An exact reproduction of the data below is expected, free of images.

= Beginning of Section =

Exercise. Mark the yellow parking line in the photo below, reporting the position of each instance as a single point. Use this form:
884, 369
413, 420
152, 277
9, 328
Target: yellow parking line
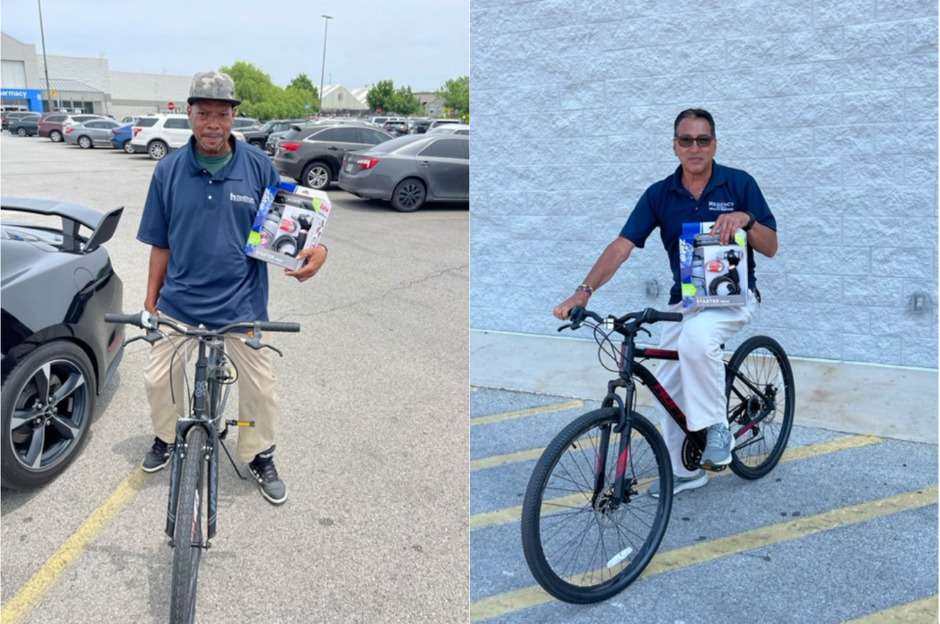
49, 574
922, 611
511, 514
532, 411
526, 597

= End of Section =

# Answer box:
Exercise. Mark the yellow parking line in the photo below, reporting the position of each instance as a single point. Use this form:
884, 369
413, 420
152, 277
9, 328
Target: yellow parking line
49, 574
922, 611
511, 514
532, 411
526, 597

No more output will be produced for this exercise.